> **WHAT IS BEING ASKED**:
Print all the entries below word for word, but leave the pictures out.

> **RAW RECORDS**:
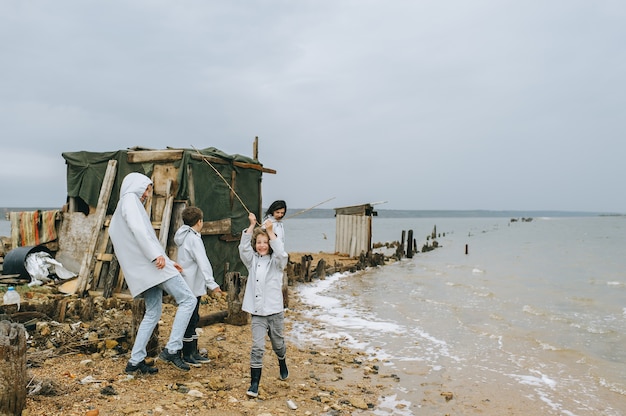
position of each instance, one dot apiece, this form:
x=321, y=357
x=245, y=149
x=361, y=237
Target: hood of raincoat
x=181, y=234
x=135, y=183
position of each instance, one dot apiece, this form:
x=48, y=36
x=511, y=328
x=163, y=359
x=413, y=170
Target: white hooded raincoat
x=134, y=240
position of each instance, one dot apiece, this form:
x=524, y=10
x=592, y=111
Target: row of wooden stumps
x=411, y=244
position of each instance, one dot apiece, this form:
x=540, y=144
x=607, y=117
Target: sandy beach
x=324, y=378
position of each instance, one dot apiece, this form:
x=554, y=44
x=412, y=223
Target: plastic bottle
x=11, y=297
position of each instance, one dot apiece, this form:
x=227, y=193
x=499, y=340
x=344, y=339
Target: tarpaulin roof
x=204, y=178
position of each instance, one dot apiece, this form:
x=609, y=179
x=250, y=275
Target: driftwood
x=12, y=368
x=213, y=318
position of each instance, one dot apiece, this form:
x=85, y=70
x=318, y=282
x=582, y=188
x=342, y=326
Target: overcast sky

> **THE COMPLETED TASK**:
position of each instance, one dot apiece, this form:
x=321, y=357
x=245, y=149
x=361, y=237
Target: hood of raincoat
x=181, y=234
x=135, y=183
position of each instance, one dot apiece, this form:
x=48, y=36
x=511, y=328
x=163, y=359
x=413, y=170
Target: white hooded raincoat
x=134, y=240
position of each instance, one dot apiece, this form:
x=524, y=10
x=592, y=111
Target: row of wooden stumps
x=411, y=244
position of each instance, one dot apiece, this form:
x=540, y=144
x=607, y=117
Target: sandy beach
x=324, y=378
position of each instance, one dot apiece, this form:
x=554, y=44
x=412, y=223
Target: plastic bottle
x=11, y=297
position of each instance, one dot apiece, this form:
x=227, y=193
x=499, y=340
x=344, y=339
Target: tarpaulin roof
x=204, y=178
position of each instance, one dot apiece, this form:
x=609, y=179
x=250, y=275
Target: driftwood
x=12, y=368
x=213, y=318
position of each instance, one dot apiece, this form:
x=85, y=70
x=318, y=282
x=582, y=188
x=342, y=326
Target: overcast sky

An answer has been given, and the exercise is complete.